→ **WHAT THE EXERCISE ASKS**:
Each record should appear again in the response exactly as it does in the original.

(DATA RECORDS)

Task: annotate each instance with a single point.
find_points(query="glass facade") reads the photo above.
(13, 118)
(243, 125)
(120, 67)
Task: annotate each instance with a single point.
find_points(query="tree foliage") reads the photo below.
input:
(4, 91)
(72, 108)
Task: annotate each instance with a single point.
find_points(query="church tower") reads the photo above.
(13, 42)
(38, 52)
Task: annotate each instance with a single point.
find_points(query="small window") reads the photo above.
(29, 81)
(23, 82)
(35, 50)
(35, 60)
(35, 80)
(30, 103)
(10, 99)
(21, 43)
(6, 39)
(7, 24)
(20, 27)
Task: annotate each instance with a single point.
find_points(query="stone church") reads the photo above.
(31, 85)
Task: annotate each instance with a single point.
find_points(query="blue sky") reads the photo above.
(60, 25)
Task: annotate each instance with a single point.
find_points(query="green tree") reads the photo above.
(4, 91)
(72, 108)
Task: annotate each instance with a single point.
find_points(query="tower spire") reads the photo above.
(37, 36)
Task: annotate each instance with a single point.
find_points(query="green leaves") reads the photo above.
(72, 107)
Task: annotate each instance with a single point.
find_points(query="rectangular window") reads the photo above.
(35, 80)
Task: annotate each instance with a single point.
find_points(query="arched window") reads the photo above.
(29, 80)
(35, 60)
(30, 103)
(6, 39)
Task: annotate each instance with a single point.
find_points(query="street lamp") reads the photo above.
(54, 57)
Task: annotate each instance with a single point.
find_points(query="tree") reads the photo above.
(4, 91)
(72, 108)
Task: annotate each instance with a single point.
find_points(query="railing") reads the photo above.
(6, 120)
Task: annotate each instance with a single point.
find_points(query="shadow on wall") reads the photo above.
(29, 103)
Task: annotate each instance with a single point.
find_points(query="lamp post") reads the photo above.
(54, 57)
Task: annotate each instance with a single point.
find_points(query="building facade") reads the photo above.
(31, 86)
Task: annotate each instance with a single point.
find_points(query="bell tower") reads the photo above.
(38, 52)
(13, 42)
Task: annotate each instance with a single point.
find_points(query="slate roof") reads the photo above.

(End DATA RECORDS)

→ **SOLUTION**:
Task: annotate each instance with a single point.
find_points(query="glass facade") reads the photo above.
(13, 118)
(243, 125)
(120, 67)
Task: annotate each instance with a single point.
find_points(query="tree foliage") reads the photo below.
input:
(4, 91)
(72, 108)
Task: annotate each instance with a single point.
find_points(query="church tower") reads the photo above.
(13, 42)
(38, 52)
Task: annotate each instance with a single point.
find_points(query="small window") reads the photo above.
(29, 81)
(23, 82)
(35, 50)
(35, 60)
(35, 80)
(30, 103)
(10, 99)
(21, 43)
(6, 39)
(7, 24)
(20, 27)
Task: annotate each instance with a single point.
find_points(query="stone church") reads the photo above.
(31, 85)
Task: annotate each instance with a single point.
find_points(query="blue sky") reads the photo above.
(60, 25)
Task: annotate each instance with a single point.
find_points(query="green tree") reads the photo above.
(4, 91)
(72, 108)
Task: annotate each instance with a single point.
find_points(query="tower spire") reads the photo above.
(37, 36)
Task: annotate each instance with a single point.
find_points(query="green leaves") reads the photo above.
(72, 107)
Task: annotate each instance with a single point.
find_points(query="rectangular window") reads the photo above.
(35, 80)
Task: annotate each instance with a single point.
find_points(query="arched window") reads the photo above.
(29, 80)
(35, 60)
(30, 103)
(6, 39)
Task: annotate each instance with a single point.
find_points(query="street lamp") reads the photo above.
(54, 57)
Task: annotate each instance with a single point.
find_points(query="tree") reads the photo above.
(4, 91)
(72, 108)
Task: annotate each instance with a single point.
find_points(query="railing") reads the photo above.
(6, 120)
Task: annotate each instance with a single point.
find_points(query="shadow on wall") reads the photo above.
(29, 103)
Task: annotate each instance with a single point.
find_points(query="lamp post") reads the photo above.
(54, 57)
Task: annotate each instance with a single point.
find_points(query="building facade") reads the photo above.
(31, 86)
Task: annotate each instance with a single point.
find_points(query="bell tower") reads the photo above.
(38, 52)
(13, 42)
Task: annotate each instance with a single point.
find_points(query="slate roof") reads the photo above.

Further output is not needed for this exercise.